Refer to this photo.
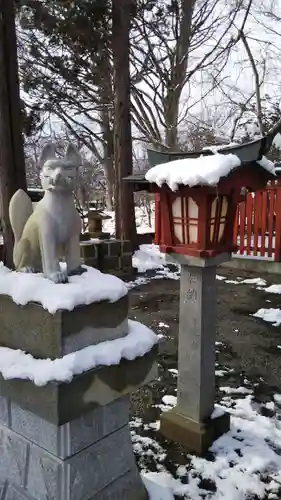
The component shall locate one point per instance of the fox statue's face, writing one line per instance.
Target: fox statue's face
(59, 174)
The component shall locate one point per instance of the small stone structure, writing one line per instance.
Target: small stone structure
(108, 255)
(69, 441)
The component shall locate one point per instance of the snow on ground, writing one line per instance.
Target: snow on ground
(148, 257)
(269, 315)
(91, 286)
(243, 464)
(273, 289)
(16, 364)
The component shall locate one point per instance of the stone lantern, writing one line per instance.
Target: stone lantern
(197, 196)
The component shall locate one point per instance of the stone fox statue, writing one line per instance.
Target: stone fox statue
(52, 230)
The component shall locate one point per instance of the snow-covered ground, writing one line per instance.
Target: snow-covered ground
(245, 463)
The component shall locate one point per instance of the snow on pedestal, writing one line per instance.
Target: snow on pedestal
(62, 418)
(16, 364)
(91, 286)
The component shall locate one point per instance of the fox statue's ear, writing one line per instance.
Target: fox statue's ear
(73, 156)
(48, 152)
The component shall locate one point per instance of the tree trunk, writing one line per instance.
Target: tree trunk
(12, 169)
(123, 157)
(108, 156)
(178, 75)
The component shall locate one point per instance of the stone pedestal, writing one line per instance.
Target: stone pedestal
(190, 423)
(70, 441)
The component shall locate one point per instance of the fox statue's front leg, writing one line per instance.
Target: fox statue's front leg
(50, 261)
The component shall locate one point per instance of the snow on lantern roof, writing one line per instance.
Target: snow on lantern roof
(201, 171)
(205, 167)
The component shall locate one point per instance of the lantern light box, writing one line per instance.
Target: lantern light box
(197, 197)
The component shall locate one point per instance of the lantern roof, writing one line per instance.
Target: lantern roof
(202, 168)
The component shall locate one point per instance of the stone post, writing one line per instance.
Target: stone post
(69, 441)
(191, 422)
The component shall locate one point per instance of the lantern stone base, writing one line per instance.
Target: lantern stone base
(196, 437)
(188, 260)
(112, 255)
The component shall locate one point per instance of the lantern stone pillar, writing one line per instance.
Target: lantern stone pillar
(191, 422)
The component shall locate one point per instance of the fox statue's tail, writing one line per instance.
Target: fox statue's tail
(20, 209)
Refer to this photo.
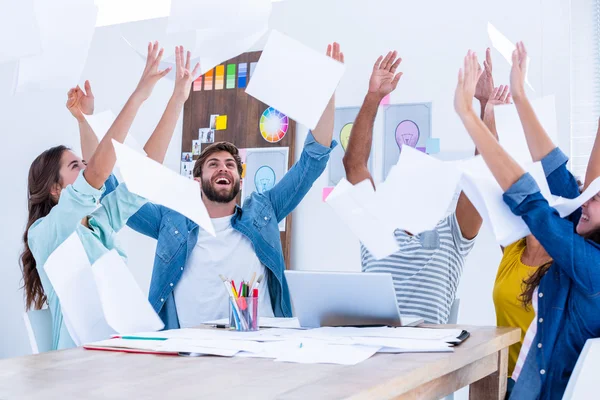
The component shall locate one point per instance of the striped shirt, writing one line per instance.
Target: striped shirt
(426, 270)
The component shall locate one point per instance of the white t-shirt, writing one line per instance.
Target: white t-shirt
(200, 295)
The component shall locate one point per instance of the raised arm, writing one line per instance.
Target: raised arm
(593, 169)
(538, 141)
(323, 132)
(78, 104)
(384, 80)
(506, 170)
(101, 164)
(158, 143)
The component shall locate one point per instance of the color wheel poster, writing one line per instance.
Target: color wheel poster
(405, 125)
(264, 168)
(344, 120)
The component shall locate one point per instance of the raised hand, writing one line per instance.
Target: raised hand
(500, 96)
(151, 73)
(518, 71)
(468, 76)
(485, 85)
(384, 78)
(183, 76)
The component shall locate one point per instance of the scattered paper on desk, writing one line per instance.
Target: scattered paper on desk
(221, 122)
(66, 30)
(71, 276)
(378, 239)
(19, 32)
(316, 352)
(126, 308)
(510, 129)
(505, 47)
(315, 78)
(101, 123)
(566, 207)
(432, 146)
(157, 183)
(485, 193)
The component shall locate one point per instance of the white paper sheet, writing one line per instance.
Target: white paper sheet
(315, 78)
(316, 352)
(378, 238)
(505, 47)
(510, 129)
(125, 306)
(485, 193)
(417, 192)
(101, 123)
(157, 183)
(66, 30)
(70, 273)
(566, 207)
(19, 32)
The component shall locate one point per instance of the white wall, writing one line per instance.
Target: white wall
(431, 36)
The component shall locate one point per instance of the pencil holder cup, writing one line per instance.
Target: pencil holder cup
(243, 314)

-=-=-

▶ [YOUR INSTRUCTIONS] Please reproduce the listing above, switching each "component" to "tool" and keeping everything else unchanged. Leave the pictures out of your answer.

▶ [FULL ANSWER]
Refer to this photo.
The tool shall locate one point per instance of the fox statue's face, writing one line per instance.
Target: fox statue's face
(59, 174)
The tool shall locate one point per instance of the small stone structure, writing one line per instance.
Target: small stone structure
(108, 255)
(69, 441)
The tool shall locate one point per instance of the snow on ground, writing one line per instance.
Target: snow on ground
(148, 257)
(269, 315)
(91, 286)
(243, 464)
(273, 289)
(16, 364)
The tool shall locate one point per instance of the stone lantern, writing one line per instance.
Target: stone lantern
(197, 196)
The tool shall locate one point per instance of the stone fox statue, writing one line per instance.
Target: stone fox statue
(52, 230)
The tool shall locate one point per instance of the snow-covered ground, writing one line per instance.
Target: snow-covered ground
(245, 463)
The tool shall locate one point per instance of the snow on pedestal, writing one line per instance.
Target: snow on pedestal
(62, 418)
(16, 364)
(91, 286)
The tool shall locate one point per instance of the fox statue's ear, writing one line per instance.
Target: fox statue's ear
(73, 156)
(48, 152)
The tool shall locate one point per instance of the tree trunk, writing one line per instance.
Target: tree trunk
(12, 169)
(123, 157)
(108, 156)
(178, 75)
The tool shall locate one point per instance of the stone pedestal, writing one line per instance.
Target: stone pedestal
(190, 423)
(70, 441)
The tool shall locate one point per instance of the fox statue's front leg, writing one line per instance.
Target: fox statue's front leg
(50, 261)
The tool shall locate one point per instance of the snow on lantern roof, writing one line per instance.
Target: snow on lantern roof
(201, 171)
(205, 167)
The tool shall locate one point per instance of the lantern light box, writing one line per instance.
Target: lantern light box
(197, 197)
The tool shall locate one point per instance of the lantern roof, writing one line per instance.
Target: lantern roof
(202, 168)
The tool shall locate one point per instance of the stone post, writing one line per instance.
Target: stone post
(69, 441)
(191, 422)
The tool shall locate one point per instance of the lantern stone base, writing one line per instance.
Target: lantern stone base
(196, 437)
(188, 260)
(112, 255)
The tool shall locate one point per instance of the lantern stone pillar, writing one line per instance.
Target: lantern stone pillar
(191, 422)
The tool shall locate one point per instance of the fox statue's tail, writing one line per instance.
Target: fox statue's tail
(20, 209)
Refer to this photo.
The tool shall locate one point per instance of the striped shirt, writing one line per instance.
Target: striped shirt
(426, 270)
The tool shall locate one point per instance of the white t-shirt, writing one line per instance.
Target: white t-shirt
(200, 295)
The tool shall locate one point per instance of the raised arm, writing one line per instance.
Target: raised arm
(593, 169)
(538, 141)
(323, 132)
(78, 104)
(384, 80)
(506, 170)
(101, 164)
(158, 143)
The tool shall locate one point per instance of the color wheel poster, writing one line per instance.
Target: color wheel poster
(405, 125)
(264, 168)
(344, 120)
The tool shall locate one point per instance of the raised hand, writing one line per instance.
Target: raised hand
(500, 96)
(151, 73)
(518, 71)
(468, 76)
(485, 85)
(384, 78)
(183, 76)
The tool shall locate one point per instance of the scattered paper on desk, writing one line per instance.
Target: scattered paper on desk
(221, 122)
(66, 30)
(71, 276)
(378, 239)
(19, 32)
(316, 352)
(126, 308)
(510, 129)
(505, 47)
(315, 78)
(101, 123)
(566, 207)
(432, 146)
(157, 183)
(485, 193)
The tool shall locate one point per instance of the white paper sheet, writing one line per instance.
Target: white paper sheet
(315, 78)
(316, 352)
(378, 238)
(505, 47)
(510, 129)
(125, 306)
(485, 193)
(417, 192)
(101, 123)
(157, 183)
(66, 30)
(70, 273)
(566, 207)
(19, 32)
The tool shall locate one point per instance of the white wall, writing one line per instance.
Target: white wall
(431, 36)
The tool shall locate one point per instance of the pencil holder cup, writing one line per instance.
Target: pencil holder cup
(243, 314)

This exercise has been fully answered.